CONSIGNE 1
D'après le texte sur les élections, quelle part des chômeurs avait voté Thatcher lors des élections précédentes ?
CONSIGNE 2
Recopiez sans rien changer le passage du texte sur les élections qui va de "En Italie, même" à "son temps ?".
CONSIGNE 3
Relevez tous les pays nommés dans le texte sur les élections.

TEXTE À LIRE

Toutes les élections législatives depuis le début
de l’année ont suivi le même chemin. L’Angleterre a pour
la troisième fois donné sa confiance à la "dame
de fer", la plus fidèle partenaire du système économique
et social de l’Amérique de Reagan. N’oublions pas que déjà,
lors des précédentes élections, aussitôt
après la guerre des Malouines, 50 % des chômeurs avaient
voté Thatcher. Alors, pourquoi se gêner dans la poursuite
de la privatisation de l’économie, quitte à vendre des
parcs entiers, comme l’automobile, aux Japonais ?
Au Portugal, la révolution des -Sillets est bien oubliée,
son principal animateur en prison. Et si un "socialiste" est
Président de la République, c’est la droite qui règne.
En Italie, même le tout-puissant parti communiste a perdu des
points, passant nettement en-dessous de la barre des 30 %, Au Danemark,
la droite est également reconduite. En Argentine, les péronistes
"tiennent" désormais Alfon in, lequel avait déjà
où faire beaucoup de concessions aux militaires qui relèvent
la tête ; et la justice pour les victimes du temps de leur dictature
est bien ébréchée. En résumé, les
forces d’une droite souvent dure quand elle n’est pas dictatoriale règnent
sur le monde.
L’été semble bien fini. Reviendra-t-il en son temps ?
C’est ce qu’envers et contre tout peut et doit espérer un partisan
convaincu de l’Economie distributive.
Et la France, qui suscita tant d’espoirs en 1981 ? Même si c’est
officieusement, à coup de "petites phrases" - qui semblent
décidément remplacer les arguments dans les discours de
nos leaders politiques -, la campagne présidentielle est bien
lancée. L’enjeu est d’importance. Quand on voit ce qu’a fait
la droite depuis mars 1986 : rouages financiers, industriels, médiatiques
aux mains des petits copains notamment RPR, au point que les "200
familles" d’avant-guerre sont considérées comme réduites
à moins de 10 %, atteintes aux droits acquis, sécurité
sociale, grève, etc... on imagine aisément ce qui se passerait
si elle régnait en maître en 1988, c’est-à-dire
si le Président et la Chambre étaient de droite.
En ce qui concerne un problème pour nous essentiel, le chômage,
la droite a achevé de le banaliser. Dans ses promesses électorales,
avant Mars 1986, elle jurait de le réduire, de le "combattre".

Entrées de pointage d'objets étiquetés
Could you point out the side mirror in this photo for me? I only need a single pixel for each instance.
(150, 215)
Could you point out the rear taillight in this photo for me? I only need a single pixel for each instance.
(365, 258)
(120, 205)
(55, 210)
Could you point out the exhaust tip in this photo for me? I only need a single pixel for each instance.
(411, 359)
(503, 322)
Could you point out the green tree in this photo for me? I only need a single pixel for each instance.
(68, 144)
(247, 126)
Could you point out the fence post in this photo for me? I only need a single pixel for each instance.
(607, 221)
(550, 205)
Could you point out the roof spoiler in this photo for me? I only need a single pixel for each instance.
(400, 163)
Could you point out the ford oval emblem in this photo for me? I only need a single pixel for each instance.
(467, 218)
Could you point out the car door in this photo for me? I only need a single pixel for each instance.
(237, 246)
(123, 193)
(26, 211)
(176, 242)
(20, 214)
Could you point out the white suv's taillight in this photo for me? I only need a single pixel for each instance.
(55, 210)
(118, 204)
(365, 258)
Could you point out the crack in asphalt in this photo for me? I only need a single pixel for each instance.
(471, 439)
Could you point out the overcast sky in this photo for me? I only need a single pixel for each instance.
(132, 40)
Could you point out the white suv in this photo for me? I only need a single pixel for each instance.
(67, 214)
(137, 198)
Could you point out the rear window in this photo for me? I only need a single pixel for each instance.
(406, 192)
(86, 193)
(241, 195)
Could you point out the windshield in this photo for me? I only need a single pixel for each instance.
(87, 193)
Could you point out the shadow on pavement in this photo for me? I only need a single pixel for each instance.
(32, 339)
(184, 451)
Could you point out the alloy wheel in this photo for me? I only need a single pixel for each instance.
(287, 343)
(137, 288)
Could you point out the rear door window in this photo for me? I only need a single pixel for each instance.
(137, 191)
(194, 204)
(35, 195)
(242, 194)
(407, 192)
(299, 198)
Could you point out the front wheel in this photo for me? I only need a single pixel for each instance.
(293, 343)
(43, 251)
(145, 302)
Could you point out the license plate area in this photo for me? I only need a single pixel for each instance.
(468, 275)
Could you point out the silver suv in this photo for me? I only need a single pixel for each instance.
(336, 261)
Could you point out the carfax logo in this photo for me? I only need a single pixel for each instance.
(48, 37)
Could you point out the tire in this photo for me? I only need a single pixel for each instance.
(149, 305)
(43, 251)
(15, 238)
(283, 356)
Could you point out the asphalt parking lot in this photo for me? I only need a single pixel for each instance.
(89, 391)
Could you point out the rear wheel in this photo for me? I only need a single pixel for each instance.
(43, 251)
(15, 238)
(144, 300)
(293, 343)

RÉPONSE 1
50 % des chômeurs avaient voté Thatcher.

RÉPONSE 2
En Italie, même le tout-puissant parti communiste a perdu des
points, passant nettement en-dessous de la barre des 30 %, Au Danemark,
la droite est également reconduite. En Argentine, les péronistes
"tiennent" désormais Alfon in, lequel avait déjà
où faire beaucoup de concessions aux militaires qui relèvent
la tête ; et la justice pour les victimes du temps de leur dictature
est bien ébréchée. En résumé, les
forces d’une droite souvent dure quand elle n’est pas dictatoriale règnent
sur le monde.
L’été semble bien fini. Reviendra-t-il en son temps ?

RÉPONSE 3
L'Angleterre, l'Amérique, le Portugal, l'Italie, le Danemark, l'Argentine, la France